**AIM OF THE EXERCISE**
How many lines of the material below contain the string "near"? Case counts. Reply with the number alone.

**MATERIAL TO PROCESS**
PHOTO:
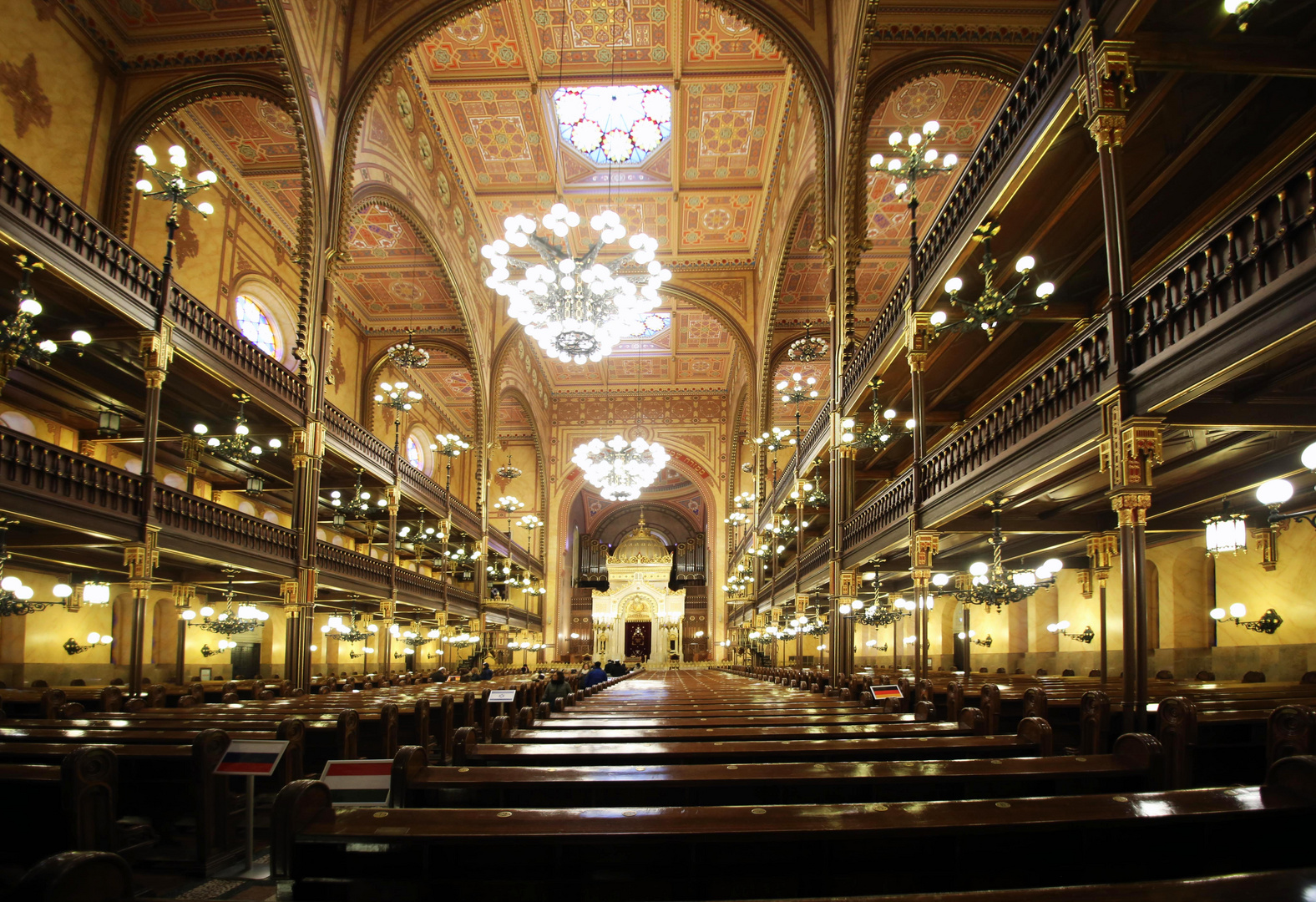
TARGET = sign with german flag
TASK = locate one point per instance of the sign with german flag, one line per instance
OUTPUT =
(358, 783)
(251, 758)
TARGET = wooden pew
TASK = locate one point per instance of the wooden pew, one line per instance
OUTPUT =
(369, 855)
(1136, 765)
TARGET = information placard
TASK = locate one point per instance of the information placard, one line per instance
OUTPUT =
(251, 758)
(358, 783)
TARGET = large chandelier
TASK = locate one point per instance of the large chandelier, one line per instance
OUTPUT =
(619, 469)
(577, 307)
(994, 584)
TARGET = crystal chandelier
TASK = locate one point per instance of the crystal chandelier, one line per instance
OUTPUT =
(995, 306)
(228, 621)
(577, 307)
(407, 356)
(1227, 534)
(883, 429)
(620, 469)
(240, 445)
(18, 338)
(807, 349)
(994, 584)
(507, 472)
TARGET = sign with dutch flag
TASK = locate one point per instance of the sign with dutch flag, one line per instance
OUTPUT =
(358, 783)
(251, 758)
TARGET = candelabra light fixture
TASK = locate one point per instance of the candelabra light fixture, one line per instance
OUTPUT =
(994, 306)
(175, 189)
(507, 472)
(883, 429)
(575, 307)
(240, 445)
(228, 621)
(94, 641)
(18, 337)
(1062, 628)
(620, 469)
(407, 356)
(1266, 623)
(994, 584)
(912, 158)
(807, 348)
(1240, 9)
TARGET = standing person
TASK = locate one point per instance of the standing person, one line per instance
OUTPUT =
(557, 687)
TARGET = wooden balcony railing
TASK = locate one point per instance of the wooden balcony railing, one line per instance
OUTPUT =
(888, 509)
(354, 565)
(224, 342)
(70, 237)
(205, 519)
(1046, 74)
(1071, 378)
(55, 475)
(1254, 244)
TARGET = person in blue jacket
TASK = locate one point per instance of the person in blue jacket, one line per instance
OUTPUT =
(595, 676)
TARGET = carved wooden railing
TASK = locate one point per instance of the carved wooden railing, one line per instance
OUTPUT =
(1046, 73)
(357, 438)
(1071, 379)
(46, 212)
(1236, 256)
(815, 555)
(54, 474)
(888, 509)
(123, 278)
(180, 509)
(345, 563)
(226, 344)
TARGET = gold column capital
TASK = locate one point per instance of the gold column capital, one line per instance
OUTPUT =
(919, 336)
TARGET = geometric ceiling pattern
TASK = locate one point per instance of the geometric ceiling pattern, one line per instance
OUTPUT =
(253, 146)
(488, 79)
(392, 282)
(964, 105)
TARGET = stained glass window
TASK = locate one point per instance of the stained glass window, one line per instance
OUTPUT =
(415, 454)
(650, 326)
(619, 124)
(256, 326)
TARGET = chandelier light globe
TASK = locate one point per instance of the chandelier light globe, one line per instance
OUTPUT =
(1273, 493)
(575, 307)
(620, 469)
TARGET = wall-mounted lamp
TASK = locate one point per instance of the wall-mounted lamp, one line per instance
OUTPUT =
(1086, 636)
(1266, 623)
(94, 641)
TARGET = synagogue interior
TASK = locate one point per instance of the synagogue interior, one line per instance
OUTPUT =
(720, 435)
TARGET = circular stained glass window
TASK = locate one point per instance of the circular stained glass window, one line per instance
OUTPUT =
(617, 124)
(256, 326)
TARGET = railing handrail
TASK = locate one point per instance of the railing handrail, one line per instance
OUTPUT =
(1040, 75)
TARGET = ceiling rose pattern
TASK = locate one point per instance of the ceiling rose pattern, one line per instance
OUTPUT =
(728, 128)
(580, 34)
(716, 38)
(251, 144)
(484, 43)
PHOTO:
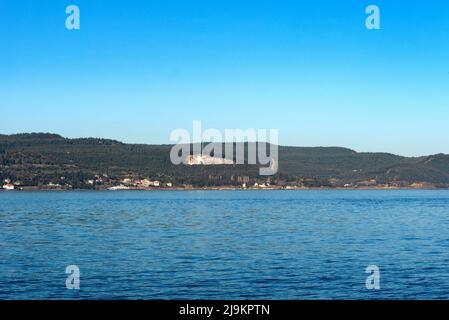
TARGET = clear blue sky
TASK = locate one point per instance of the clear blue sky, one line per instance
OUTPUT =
(139, 69)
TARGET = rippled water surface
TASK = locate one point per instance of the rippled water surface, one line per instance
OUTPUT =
(224, 244)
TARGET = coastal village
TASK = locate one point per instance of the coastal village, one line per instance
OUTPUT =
(103, 182)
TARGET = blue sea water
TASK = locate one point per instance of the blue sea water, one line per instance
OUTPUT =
(225, 244)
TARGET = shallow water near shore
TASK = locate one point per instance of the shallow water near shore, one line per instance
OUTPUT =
(313, 244)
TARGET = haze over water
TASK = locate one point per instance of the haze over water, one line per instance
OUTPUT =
(225, 244)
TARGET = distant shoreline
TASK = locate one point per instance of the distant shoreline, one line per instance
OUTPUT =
(225, 189)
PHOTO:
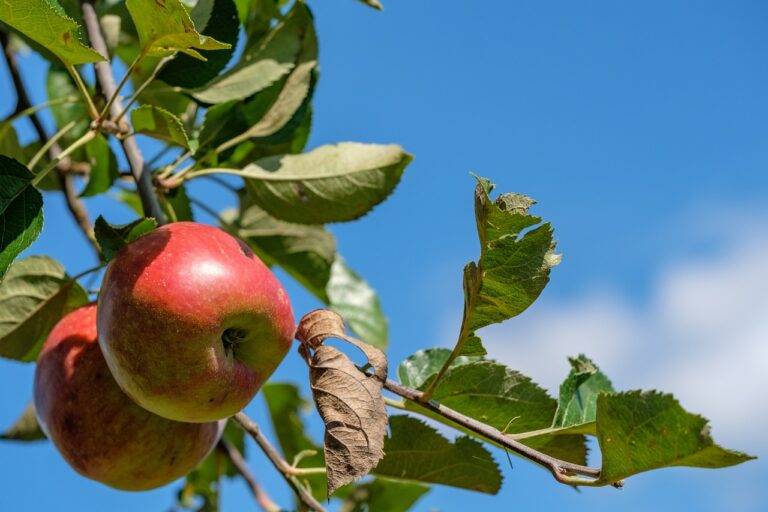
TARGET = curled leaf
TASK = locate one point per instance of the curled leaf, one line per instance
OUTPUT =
(348, 400)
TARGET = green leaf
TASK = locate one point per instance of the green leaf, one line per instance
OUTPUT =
(9, 142)
(21, 211)
(640, 431)
(202, 485)
(285, 406)
(417, 369)
(351, 297)
(577, 404)
(415, 451)
(219, 17)
(228, 124)
(112, 238)
(25, 428)
(497, 396)
(46, 23)
(295, 91)
(265, 63)
(514, 263)
(308, 254)
(164, 27)
(383, 494)
(131, 199)
(35, 295)
(334, 183)
(160, 124)
(516, 255)
(104, 170)
(305, 252)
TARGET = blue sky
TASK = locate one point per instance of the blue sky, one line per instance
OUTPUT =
(641, 132)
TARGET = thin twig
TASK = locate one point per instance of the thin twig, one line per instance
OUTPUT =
(234, 455)
(106, 78)
(119, 87)
(24, 106)
(560, 469)
(83, 90)
(278, 461)
(48, 143)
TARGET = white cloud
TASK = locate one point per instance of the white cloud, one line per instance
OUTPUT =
(703, 336)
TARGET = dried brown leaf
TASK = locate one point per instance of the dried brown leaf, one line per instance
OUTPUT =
(348, 400)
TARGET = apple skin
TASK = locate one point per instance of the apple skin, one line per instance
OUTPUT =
(191, 322)
(98, 429)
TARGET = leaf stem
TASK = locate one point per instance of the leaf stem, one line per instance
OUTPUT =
(89, 135)
(563, 471)
(92, 110)
(123, 81)
(48, 143)
(237, 460)
(278, 461)
(141, 88)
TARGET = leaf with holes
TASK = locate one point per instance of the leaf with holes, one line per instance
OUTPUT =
(164, 27)
(517, 252)
(577, 405)
(21, 211)
(34, 296)
(46, 23)
(417, 452)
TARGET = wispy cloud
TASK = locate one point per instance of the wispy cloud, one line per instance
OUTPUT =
(702, 335)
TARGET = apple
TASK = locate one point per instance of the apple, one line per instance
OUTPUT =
(98, 429)
(191, 322)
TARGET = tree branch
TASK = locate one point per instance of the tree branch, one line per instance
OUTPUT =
(560, 469)
(66, 180)
(106, 79)
(234, 455)
(277, 460)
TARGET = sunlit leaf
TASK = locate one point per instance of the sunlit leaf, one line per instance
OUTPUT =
(219, 17)
(34, 296)
(164, 27)
(46, 23)
(640, 431)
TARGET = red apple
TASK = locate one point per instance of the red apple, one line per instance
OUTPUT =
(96, 427)
(191, 322)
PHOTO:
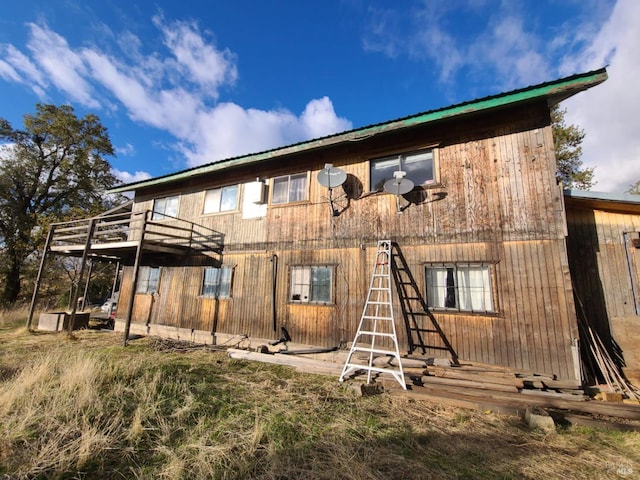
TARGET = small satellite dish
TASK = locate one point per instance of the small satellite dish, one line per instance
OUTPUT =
(398, 186)
(331, 176)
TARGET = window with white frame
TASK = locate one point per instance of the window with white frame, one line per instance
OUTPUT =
(311, 284)
(289, 188)
(216, 282)
(165, 207)
(148, 280)
(223, 199)
(464, 287)
(417, 165)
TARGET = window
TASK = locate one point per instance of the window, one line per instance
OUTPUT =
(417, 165)
(165, 207)
(221, 199)
(289, 188)
(462, 287)
(148, 280)
(311, 284)
(216, 282)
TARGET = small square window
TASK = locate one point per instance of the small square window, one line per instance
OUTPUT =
(221, 199)
(417, 165)
(148, 280)
(289, 188)
(461, 287)
(311, 284)
(216, 282)
(165, 207)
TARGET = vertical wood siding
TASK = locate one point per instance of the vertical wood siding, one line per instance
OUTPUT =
(495, 201)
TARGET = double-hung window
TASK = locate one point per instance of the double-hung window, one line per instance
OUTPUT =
(148, 280)
(418, 167)
(311, 284)
(461, 287)
(223, 199)
(289, 188)
(216, 282)
(165, 207)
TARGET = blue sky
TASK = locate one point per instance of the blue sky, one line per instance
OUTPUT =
(179, 84)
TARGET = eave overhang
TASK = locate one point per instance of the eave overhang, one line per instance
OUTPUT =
(553, 92)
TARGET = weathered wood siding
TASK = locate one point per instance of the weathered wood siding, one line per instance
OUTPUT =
(495, 201)
(601, 270)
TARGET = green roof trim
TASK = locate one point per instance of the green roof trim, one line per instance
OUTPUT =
(554, 91)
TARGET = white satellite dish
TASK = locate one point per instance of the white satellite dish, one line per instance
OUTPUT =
(398, 186)
(331, 177)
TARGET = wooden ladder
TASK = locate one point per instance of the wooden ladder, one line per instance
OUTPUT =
(376, 335)
(423, 331)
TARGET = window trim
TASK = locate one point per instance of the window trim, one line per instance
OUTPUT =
(490, 289)
(289, 202)
(155, 215)
(140, 280)
(217, 286)
(310, 267)
(233, 210)
(434, 165)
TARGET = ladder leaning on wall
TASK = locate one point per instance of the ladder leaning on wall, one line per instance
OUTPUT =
(376, 336)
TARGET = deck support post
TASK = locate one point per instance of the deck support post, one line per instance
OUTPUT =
(134, 282)
(36, 287)
(85, 253)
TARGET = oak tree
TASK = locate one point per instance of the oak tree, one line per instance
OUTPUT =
(568, 149)
(52, 169)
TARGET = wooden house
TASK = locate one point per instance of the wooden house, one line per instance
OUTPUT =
(604, 257)
(237, 248)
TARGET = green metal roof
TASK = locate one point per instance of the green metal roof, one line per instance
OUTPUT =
(554, 92)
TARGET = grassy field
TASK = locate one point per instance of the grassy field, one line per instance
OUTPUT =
(86, 407)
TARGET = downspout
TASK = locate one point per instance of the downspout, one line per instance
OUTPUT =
(274, 278)
(634, 283)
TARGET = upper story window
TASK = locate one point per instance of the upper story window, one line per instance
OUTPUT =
(289, 188)
(312, 284)
(165, 207)
(148, 280)
(460, 287)
(417, 165)
(216, 282)
(223, 199)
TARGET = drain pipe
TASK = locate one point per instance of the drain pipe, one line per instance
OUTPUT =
(274, 278)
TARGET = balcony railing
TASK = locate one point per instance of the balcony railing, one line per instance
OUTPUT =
(129, 228)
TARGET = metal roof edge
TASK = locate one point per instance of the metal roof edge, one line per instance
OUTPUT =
(603, 196)
(556, 90)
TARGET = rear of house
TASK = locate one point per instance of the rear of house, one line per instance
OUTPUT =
(482, 235)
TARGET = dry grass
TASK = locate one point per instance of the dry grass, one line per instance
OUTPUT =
(89, 408)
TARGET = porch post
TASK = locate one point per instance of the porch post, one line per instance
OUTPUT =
(85, 254)
(36, 286)
(134, 282)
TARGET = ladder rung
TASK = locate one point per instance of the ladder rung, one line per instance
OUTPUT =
(373, 317)
(373, 369)
(373, 350)
(377, 334)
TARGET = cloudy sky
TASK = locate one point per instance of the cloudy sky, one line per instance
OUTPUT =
(179, 84)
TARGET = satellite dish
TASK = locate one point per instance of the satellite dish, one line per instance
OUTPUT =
(398, 186)
(331, 176)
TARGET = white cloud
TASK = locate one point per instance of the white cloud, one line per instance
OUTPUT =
(175, 91)
(608, 113)
(61, 65)
(127, 177)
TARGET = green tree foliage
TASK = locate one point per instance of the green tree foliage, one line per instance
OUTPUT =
(568, 140)
(53, 169)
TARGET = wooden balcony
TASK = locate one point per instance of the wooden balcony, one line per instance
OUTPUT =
(120, 235)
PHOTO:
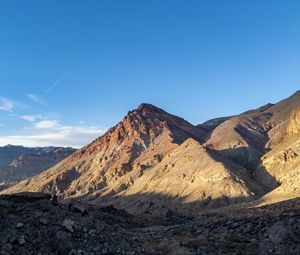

**RESPONSE**
2